What you are asked to do: Please return each row below that contains the string "inside", copied in full. Only matches with the same uppercase and lowercase letters count.

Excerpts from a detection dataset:
----------
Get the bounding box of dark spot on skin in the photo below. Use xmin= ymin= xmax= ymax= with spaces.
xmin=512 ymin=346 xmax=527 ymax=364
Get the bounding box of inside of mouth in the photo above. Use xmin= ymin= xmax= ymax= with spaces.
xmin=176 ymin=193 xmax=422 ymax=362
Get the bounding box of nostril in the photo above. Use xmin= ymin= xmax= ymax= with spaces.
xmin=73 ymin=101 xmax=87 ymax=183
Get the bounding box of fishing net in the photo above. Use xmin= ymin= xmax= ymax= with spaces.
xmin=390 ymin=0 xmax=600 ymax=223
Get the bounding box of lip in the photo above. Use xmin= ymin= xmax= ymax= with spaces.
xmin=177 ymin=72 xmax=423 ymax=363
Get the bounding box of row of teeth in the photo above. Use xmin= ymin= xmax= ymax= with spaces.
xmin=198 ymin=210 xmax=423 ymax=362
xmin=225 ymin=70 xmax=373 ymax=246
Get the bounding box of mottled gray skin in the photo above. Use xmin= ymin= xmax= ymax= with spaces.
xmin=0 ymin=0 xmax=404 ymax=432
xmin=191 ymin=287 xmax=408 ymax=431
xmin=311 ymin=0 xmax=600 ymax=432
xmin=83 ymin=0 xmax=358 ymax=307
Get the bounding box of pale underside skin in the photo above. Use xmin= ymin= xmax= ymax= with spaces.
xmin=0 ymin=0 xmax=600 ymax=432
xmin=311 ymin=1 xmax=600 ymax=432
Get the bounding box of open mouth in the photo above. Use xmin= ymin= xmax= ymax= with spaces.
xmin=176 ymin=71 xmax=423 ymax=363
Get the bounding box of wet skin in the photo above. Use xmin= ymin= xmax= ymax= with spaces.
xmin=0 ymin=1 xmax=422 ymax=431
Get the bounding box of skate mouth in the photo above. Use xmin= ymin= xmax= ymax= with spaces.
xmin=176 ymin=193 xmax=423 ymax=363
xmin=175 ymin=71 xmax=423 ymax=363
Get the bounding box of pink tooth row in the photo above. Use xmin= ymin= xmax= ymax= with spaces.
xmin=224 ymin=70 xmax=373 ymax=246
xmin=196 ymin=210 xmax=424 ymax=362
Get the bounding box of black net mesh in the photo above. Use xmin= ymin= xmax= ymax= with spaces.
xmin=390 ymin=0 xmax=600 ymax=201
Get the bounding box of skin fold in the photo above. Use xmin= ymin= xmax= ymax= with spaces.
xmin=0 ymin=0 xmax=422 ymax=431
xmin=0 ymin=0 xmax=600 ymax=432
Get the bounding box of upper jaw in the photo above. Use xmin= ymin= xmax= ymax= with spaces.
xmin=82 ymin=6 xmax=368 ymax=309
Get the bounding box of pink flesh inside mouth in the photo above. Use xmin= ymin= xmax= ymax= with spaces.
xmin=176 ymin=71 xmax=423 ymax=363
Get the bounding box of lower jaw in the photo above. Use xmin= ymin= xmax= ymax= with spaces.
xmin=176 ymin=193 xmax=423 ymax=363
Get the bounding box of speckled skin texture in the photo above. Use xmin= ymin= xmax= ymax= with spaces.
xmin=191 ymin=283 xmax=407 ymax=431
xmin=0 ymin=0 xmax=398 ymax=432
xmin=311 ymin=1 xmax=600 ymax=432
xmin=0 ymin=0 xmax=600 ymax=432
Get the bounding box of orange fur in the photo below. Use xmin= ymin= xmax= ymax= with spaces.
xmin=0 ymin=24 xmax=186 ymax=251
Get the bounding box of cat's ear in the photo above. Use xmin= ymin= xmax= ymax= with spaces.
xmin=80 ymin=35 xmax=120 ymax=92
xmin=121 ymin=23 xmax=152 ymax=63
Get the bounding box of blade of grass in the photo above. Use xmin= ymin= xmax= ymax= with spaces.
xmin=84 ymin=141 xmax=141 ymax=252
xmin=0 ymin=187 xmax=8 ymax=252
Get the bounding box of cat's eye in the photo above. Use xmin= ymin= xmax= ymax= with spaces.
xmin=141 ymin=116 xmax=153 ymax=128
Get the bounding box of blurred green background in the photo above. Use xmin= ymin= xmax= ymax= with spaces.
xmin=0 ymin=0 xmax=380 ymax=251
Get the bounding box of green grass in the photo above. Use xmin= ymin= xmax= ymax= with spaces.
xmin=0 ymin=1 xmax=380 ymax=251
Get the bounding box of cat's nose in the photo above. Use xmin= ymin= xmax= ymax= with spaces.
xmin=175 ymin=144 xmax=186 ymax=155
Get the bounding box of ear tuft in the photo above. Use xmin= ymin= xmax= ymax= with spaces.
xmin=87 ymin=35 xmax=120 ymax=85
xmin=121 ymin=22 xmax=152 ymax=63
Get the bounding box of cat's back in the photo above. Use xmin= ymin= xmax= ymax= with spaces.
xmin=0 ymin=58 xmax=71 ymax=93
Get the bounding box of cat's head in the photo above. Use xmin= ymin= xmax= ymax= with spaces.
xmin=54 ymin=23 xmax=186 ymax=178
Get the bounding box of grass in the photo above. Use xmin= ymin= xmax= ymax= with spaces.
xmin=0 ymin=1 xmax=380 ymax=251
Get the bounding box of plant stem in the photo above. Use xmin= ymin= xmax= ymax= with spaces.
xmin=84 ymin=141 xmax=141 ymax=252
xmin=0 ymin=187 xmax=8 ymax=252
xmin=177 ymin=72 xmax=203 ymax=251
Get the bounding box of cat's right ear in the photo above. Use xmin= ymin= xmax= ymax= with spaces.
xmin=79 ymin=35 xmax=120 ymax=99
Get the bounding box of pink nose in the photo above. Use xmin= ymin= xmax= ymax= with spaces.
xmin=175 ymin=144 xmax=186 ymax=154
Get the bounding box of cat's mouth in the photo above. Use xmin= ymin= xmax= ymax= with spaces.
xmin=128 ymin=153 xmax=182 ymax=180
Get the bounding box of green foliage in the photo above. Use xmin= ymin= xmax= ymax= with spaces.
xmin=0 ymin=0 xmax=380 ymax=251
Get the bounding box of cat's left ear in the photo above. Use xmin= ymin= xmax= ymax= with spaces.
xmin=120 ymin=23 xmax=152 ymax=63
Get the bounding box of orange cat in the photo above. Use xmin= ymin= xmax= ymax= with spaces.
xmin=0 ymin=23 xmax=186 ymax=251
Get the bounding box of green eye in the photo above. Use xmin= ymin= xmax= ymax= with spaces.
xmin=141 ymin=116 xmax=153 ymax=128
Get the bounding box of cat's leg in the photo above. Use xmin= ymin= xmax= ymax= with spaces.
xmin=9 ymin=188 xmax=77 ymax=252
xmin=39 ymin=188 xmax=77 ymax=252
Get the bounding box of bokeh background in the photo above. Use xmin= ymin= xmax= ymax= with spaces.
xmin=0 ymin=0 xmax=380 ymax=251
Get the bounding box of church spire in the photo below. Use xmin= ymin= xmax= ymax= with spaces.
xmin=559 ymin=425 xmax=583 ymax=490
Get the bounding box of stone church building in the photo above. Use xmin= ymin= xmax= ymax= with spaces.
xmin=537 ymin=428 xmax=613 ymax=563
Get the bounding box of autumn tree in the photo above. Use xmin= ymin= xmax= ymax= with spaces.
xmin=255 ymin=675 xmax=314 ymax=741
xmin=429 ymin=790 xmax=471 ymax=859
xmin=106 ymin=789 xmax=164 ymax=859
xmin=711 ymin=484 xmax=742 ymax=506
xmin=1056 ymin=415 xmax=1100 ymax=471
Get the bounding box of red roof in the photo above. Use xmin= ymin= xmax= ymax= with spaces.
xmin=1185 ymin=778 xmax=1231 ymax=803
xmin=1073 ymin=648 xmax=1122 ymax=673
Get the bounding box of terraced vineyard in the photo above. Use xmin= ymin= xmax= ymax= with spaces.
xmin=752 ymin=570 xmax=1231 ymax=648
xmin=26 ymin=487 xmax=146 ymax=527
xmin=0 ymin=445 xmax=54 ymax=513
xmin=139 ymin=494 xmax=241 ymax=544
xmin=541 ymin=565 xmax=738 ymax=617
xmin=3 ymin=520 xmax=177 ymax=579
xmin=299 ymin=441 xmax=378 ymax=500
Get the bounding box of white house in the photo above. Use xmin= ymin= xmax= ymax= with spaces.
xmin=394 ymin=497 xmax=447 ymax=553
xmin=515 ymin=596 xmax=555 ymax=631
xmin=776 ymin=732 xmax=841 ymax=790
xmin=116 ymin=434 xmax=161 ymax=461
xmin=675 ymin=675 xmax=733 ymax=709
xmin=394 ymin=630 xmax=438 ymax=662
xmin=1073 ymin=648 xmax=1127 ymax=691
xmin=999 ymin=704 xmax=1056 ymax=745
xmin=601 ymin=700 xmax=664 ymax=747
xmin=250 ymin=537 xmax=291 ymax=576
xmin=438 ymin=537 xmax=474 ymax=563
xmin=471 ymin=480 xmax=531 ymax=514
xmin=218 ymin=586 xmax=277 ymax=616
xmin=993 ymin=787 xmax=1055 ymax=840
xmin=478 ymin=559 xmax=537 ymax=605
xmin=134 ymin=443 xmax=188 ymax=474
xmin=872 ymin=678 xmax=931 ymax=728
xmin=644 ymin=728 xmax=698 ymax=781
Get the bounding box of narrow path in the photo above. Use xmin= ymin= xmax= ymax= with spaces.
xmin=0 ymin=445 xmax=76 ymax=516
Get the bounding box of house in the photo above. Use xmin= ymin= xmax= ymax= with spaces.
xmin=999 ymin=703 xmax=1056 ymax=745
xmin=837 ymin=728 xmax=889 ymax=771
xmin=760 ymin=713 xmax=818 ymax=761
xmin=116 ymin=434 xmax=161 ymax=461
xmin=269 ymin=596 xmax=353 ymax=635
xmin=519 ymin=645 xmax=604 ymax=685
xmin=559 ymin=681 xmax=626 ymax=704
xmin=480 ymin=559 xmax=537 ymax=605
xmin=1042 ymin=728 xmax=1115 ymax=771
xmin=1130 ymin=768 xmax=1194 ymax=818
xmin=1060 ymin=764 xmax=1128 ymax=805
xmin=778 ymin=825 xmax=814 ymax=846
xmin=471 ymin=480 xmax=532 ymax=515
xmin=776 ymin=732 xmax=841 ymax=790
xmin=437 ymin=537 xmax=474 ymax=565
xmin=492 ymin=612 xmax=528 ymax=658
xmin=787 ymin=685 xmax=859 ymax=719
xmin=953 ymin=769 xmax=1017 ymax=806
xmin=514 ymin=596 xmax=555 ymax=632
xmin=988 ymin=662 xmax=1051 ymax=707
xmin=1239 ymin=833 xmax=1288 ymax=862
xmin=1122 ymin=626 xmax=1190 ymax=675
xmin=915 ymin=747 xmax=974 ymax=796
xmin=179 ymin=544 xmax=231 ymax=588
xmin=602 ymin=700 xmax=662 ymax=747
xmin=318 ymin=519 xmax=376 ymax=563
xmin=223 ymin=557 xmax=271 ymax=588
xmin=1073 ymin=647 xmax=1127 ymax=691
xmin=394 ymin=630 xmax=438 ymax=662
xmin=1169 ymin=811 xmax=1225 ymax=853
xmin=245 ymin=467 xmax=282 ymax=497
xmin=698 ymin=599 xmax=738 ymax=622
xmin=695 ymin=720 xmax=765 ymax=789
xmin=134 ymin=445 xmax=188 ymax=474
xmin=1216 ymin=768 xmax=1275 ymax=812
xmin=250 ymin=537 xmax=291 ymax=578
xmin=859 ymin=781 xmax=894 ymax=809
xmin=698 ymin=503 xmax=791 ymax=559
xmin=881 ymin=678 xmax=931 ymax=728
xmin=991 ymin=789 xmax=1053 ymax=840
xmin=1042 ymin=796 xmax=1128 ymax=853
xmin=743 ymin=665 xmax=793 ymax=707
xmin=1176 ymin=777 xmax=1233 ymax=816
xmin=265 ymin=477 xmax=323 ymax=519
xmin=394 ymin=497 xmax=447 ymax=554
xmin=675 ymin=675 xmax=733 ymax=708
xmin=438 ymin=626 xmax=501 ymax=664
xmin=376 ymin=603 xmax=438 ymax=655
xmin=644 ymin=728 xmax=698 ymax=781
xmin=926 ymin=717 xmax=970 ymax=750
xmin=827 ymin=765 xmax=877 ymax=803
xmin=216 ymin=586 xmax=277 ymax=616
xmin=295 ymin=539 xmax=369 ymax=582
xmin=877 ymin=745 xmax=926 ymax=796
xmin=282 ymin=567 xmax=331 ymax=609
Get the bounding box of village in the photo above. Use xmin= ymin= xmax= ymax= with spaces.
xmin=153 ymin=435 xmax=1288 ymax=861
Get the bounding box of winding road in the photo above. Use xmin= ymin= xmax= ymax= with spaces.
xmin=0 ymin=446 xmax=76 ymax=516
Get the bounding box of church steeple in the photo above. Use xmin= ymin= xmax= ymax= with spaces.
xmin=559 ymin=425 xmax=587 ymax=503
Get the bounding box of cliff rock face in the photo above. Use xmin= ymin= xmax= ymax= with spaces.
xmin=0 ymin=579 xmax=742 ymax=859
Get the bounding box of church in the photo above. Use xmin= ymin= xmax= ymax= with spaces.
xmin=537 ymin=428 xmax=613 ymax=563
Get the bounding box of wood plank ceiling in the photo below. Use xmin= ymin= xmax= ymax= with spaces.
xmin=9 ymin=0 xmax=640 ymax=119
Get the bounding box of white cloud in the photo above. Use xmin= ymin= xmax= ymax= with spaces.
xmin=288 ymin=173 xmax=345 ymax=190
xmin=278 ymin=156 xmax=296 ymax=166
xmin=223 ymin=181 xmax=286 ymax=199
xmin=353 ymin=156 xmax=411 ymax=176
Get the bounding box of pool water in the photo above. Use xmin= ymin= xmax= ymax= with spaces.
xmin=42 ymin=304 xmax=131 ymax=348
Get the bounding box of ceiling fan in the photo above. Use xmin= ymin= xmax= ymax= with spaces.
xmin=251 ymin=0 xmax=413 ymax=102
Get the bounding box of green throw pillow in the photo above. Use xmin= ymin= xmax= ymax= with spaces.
----------
Answer for the task:
Get the bounding box of inside of mouth in the photo above. Use xmin= ymin= xmax= ymax= with spaces.
Get the bounding box of pink flesh inside mouth in the photo above. Use xmin= ymin= xmax= ymax= with spaces.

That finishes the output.